Focus economia

Orologi, l’export ora si difende e affronta la sfida dei dazi USA

Le esportazioni dell’industria svizzera dei segnatempo sono calate non di molto (-1,2%) nei primi nove mesi dell’anno in corso - Dalle cifre del mese di settembre emergono una parziale riduzione del ruolo degli Stati Uniti e un ampliamento di quello di Asia ed Europa
©Gabriele Putzu
Lino Terlizzi
Lino Terlizzi
27.10.2025 06:00

Il polo elvetico degli orologi rappresenta oltre il 50% del fatturato mondiale del settore ed esporta oltre il 90% della sua produzione. I dati sull’export forniti dalla Federazione dell’industria orologiera svizzera (FH) sono quindi un indicatore rilevante, per le imprese rossocrociate ma anche per il settore a livello internazionale. L’industria elvetica dei segnatempo ha saputo mantenere sin qui la sua leadership, anche affrontando le sfide del rallentamento economico mondiale e della forza del franco, che rende di fatto più cari i prodotti svizzeri.

OBIETTIVO 1> Riscrivi il passo dell'articolo sull'export di orologi da "Il polo elvetico" fino a "i prodotti svizzeri." compreso, sostituendo "leadership" con "posizione di guida".

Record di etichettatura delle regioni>
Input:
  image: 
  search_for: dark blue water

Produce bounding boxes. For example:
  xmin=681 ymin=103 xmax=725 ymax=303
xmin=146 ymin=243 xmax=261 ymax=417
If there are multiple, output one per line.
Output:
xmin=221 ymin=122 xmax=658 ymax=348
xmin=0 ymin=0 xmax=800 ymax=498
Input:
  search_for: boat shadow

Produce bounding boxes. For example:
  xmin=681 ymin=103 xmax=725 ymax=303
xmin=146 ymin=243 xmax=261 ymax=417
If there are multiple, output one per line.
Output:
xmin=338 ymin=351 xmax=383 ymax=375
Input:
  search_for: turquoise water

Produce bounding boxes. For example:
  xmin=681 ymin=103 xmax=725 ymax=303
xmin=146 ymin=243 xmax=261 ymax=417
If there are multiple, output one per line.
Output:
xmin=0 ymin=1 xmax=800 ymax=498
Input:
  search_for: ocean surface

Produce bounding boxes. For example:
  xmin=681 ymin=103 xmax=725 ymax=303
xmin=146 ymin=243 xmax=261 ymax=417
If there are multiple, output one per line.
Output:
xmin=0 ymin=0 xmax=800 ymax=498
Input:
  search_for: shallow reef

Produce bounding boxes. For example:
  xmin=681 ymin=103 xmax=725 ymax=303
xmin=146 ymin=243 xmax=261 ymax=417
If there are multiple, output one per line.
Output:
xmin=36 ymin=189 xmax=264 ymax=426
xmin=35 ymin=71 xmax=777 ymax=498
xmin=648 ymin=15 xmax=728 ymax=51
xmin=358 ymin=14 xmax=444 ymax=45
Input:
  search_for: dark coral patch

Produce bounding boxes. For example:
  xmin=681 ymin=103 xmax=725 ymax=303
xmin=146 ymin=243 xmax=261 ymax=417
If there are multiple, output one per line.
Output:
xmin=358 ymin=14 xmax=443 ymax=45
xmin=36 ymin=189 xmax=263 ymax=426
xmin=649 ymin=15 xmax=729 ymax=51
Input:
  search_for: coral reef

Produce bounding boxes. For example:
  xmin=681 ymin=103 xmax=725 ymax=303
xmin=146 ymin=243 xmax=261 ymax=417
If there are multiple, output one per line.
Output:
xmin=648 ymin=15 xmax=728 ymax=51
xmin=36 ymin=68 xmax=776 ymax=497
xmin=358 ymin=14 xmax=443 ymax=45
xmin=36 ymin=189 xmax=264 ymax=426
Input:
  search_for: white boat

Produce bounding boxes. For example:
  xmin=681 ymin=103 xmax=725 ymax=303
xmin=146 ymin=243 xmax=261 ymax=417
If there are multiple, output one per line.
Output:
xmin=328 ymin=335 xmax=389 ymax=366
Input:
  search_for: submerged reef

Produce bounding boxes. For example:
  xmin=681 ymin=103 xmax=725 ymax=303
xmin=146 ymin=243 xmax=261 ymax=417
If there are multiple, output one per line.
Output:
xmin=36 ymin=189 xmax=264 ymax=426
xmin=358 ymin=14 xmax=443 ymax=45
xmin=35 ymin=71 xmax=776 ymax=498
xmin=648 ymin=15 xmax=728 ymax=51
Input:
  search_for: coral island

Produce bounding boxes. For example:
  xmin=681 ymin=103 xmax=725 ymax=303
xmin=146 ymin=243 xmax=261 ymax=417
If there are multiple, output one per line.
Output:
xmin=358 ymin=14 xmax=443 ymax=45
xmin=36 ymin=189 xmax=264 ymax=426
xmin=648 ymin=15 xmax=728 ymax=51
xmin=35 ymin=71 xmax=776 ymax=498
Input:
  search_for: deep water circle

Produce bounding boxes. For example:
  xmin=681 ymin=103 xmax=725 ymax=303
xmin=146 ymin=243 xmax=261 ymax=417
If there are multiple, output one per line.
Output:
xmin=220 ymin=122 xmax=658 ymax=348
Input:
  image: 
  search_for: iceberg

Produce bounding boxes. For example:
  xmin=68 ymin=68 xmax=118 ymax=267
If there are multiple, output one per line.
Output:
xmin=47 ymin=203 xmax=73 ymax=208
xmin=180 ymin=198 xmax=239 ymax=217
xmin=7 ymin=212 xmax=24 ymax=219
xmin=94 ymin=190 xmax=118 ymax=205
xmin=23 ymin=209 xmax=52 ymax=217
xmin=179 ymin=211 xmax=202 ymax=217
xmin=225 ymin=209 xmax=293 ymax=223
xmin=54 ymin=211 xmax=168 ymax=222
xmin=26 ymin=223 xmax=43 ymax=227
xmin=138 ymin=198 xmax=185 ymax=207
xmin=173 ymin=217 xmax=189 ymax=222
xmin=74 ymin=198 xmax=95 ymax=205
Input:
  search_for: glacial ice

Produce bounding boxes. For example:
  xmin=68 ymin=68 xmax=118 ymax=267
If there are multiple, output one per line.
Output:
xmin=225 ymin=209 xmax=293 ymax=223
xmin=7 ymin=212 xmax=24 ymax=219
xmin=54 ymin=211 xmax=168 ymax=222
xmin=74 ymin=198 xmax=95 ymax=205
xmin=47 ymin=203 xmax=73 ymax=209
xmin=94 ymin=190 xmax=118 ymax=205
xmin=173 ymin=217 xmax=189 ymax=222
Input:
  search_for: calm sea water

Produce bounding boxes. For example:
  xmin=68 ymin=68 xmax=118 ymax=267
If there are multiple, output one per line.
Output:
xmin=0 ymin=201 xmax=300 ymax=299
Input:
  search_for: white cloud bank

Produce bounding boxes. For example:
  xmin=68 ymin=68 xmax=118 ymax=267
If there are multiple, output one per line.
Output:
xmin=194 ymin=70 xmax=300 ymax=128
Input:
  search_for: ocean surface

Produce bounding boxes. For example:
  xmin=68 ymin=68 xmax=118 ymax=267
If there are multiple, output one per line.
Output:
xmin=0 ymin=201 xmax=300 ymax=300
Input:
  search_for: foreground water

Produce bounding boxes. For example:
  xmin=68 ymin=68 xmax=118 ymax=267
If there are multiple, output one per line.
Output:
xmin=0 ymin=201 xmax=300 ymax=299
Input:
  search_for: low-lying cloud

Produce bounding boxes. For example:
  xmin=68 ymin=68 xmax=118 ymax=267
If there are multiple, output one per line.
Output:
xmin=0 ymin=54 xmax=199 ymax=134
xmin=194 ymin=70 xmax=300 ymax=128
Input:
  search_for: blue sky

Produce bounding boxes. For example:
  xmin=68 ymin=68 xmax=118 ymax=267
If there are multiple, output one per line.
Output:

OBIETTIVO 2> Mostra ogni riga dei record che contiene la parola "cloud", distinguendo tra maiuscole e minuscole.

SOLUZIONE 1>
Il polo elvetico degli orologi rappresenta oltre il 50% del fatturato mondiale del settore ed esporta oltre il 90% della sua produzione. I dati sull’export forniti dalla Federazione dell’industria orologiera svizzera (FH) sono quindi un indicatore rilevante, per le imprese rossocrociate ma anche per il settore a livello internazionale. L’industria elvetica dei segnatempo ha saputo mantenere sin qui la sua posizione di guida, anche affrontando le sfide del rallentamento economico mondiale e della forza del franco, che rende di fatto più cari i prodotti svizzeri.

SOLUZIONE 2>
  search_for: white cloud bank
  search_for: low-lying cloud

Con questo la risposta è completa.